■ Extract:
··········

Thank you hoochymama. I'm thick...what is MH?

What's so hard is that she's going through things, worries, relationship difficulties etc that no child of 14 should have to. It's just awful when she should be enjoying life...

Brightspark1 Fri 09-Nov-12 21:42:00

MH = mental health. I understand your concerns over medication, but if it helps to get her to a place where she can engage in talking therapy, it has to be worth while.
In my experience, psychiatrists semi to act as gatekeepers for other therapies and services but do not spend enough time with their patients to really understand the issues. It is the psychologists, therapists and nurses who make the real difference.
You have touched on one of the things that I have found so hard ... That DD has missed out on normal teenage life. Her issues have not been around boys, exams or parties but around self harm and wanting to end her life.
Your GP sounds helpful, if you go down the private route , they may be able to guide you in finding an appropriate therapy.
Keep hanging on! Better times are round the corner, it just takes time.

Eurostar Sat 10-Nov-12 18:47:37

They are breaking NICE guidelines to medicate an under 18 without concurrent talking therapy, however, I had understood that she refused it before? Sounds like the art therapy is starting very soon? If not, they need to be pushed on it. Hopefully it will be someone good and it is a great therapy for a teen if they enjoy art. If you do go private, I'd say look for someone with experience of working with teens, you can ask therapists if they ever had a placement in a school for instance.

LongTimeLurking Sat 10-Nov-12 19:42:46

I had/have MH issues (anxiety, depression) ever since a young teen. I was put on seroxat(Paroxetine) and to be honest I felt it did nothing or maybe even mad things worse. However a combination of a different medication and a talking therapy did turn things around eventually.

Over the years I've tried quite a few different medications and found Sertraline to be one of the better ones. However, I really think with MH medications it really is a case of suck it and see, so it may be that your DD needs an increased dose but it may also be that she needs to try and entirely different medication if Sertraline isn't helping her.

Also, medications aren't really a cure but more of a temporary support. As others have said, they are really effective when they lift your mood enough that you can try other therapies.

··········

■ Dataset content:
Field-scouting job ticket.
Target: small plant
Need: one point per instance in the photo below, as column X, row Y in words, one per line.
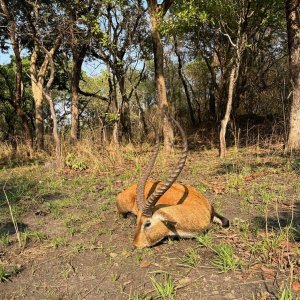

··········

■ Exercise requirements:
a) From the mental health forum thread, quote the part that opens with the words containing "In my experience, psychiatrists" and closes with "the real difference.".
b) Answer these questions about the mental health forum thread:
(i) What does MH stand for?
(ii) Which guidelines does Eurostar say are broken by medicating an under-18 without talking therapy at the same time?
(iii) What medication was LongTimeLurking first put on as a young teen?
c) Write the next part of the mental health forum thread, continuing after its last post.

■ Written answers:
a)
In my experience, psychiatrists semi to act as gatekeepers for other therapies and services but do not spend enough time with their patients to really understand the issues. It is the psychologists, therapists and nurses who make the real difference.

b)
(i) Mental health.
(ii) NICE guidelines.
(iii) Seroxat (Paroxetine).

c)
fifietta Mon 12-Nov-12 08:28:49

Thank you all again for the positive words - it really does help to hear other's stories and that things can get better.

DD is particularly low at the moment and was poisonous yesterday, although she later apologised (it was because I insisted she come out to the town we were staying in this weekend, rather than lying in bed watching TV).

Many of her issues stem from a huge insecurity around friendships and family. She is mixed race and is not able with the West Indian side of her family as her dad, who is very ill, has decided to sever all contact with them. She hasn't seen her dad since the summer...she gets very distressed by seeing him and I think is now avoiding it, but feeling guilty at the same time. She feels that she doesn't fit in, doesn't have friends who 'understand' and is always on the outside of things. Her oldest close friend was disturbed when DD told her about the voices and hasn't contacted her since, even though she lives a few doors away - DD is is devastated by this. I think there was a boy involved about 18 months to 2 years ago and, unfortunately, she's held on to negative feelings about that and he has resurfaced, though not as a 'boyfriend'. It's a very complicated situation. Really it's been building over a couple of years and I wonder if I could have done something different.

I do think I'm going to agree to an increased dose of AD's - it's unbearable to see her so unhappy - and hope that the art therapist is good.

Brightspark - you particularly have helped, although I know for you too this ongoing. Thank you.